» **TASK DESCRIPTION**
Show every line of the listing that contains the word "instance".

--------------------

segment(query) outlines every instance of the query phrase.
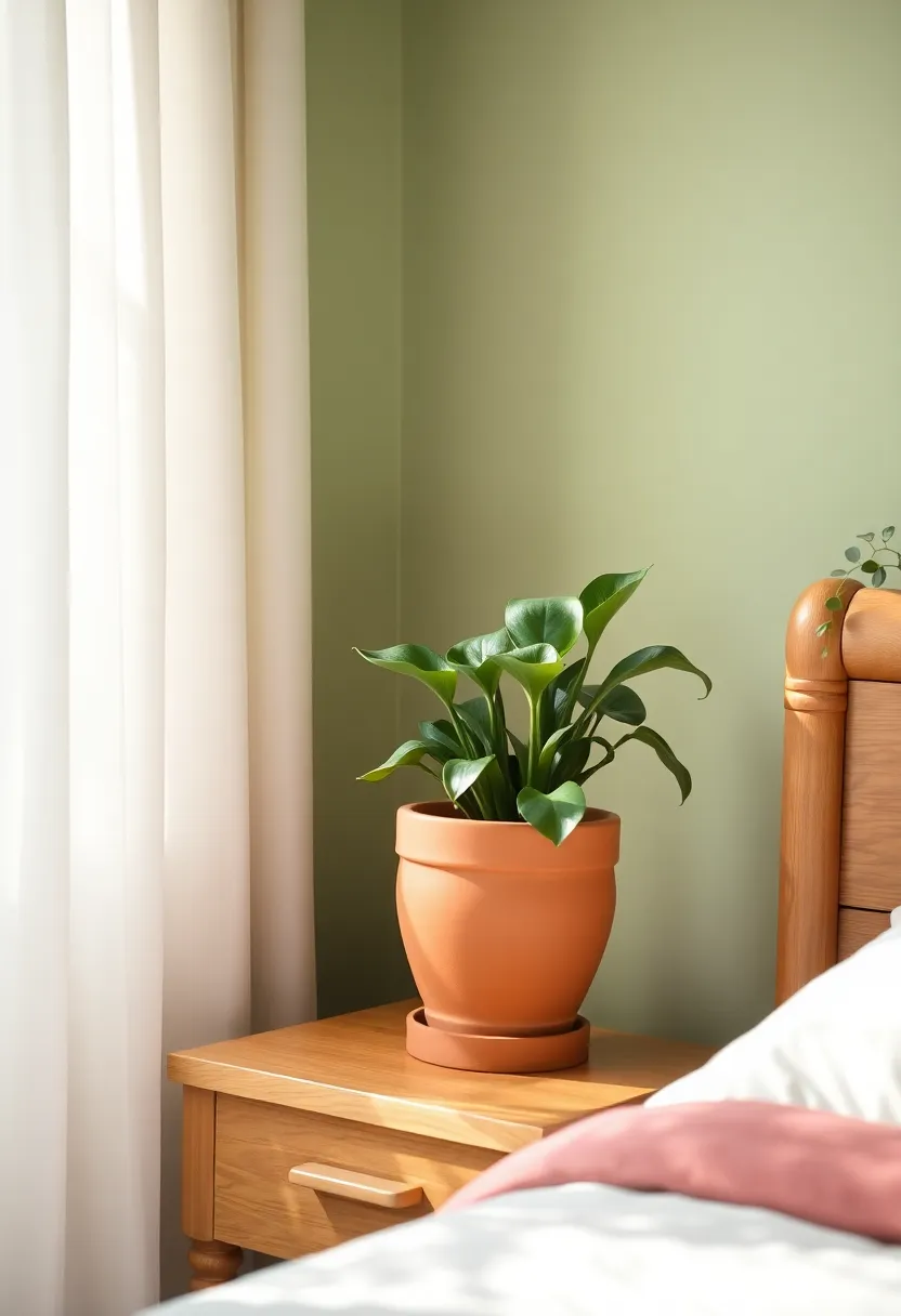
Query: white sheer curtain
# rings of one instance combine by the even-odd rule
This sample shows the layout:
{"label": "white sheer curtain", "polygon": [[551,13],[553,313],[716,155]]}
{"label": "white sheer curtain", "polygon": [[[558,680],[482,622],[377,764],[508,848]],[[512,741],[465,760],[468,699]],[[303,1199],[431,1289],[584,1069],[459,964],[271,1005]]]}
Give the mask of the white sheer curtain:
{"label": "white sheer curtain", "polygon": [[314,1012],[304,186],[299,0],[0,0],[17,1316],[155,1298],[163,1049]]}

--------------------

» **TASK OUTPUT**
segment(query) outlines every instance of the query phrase.
# rings of one instance combine by the even-odd rule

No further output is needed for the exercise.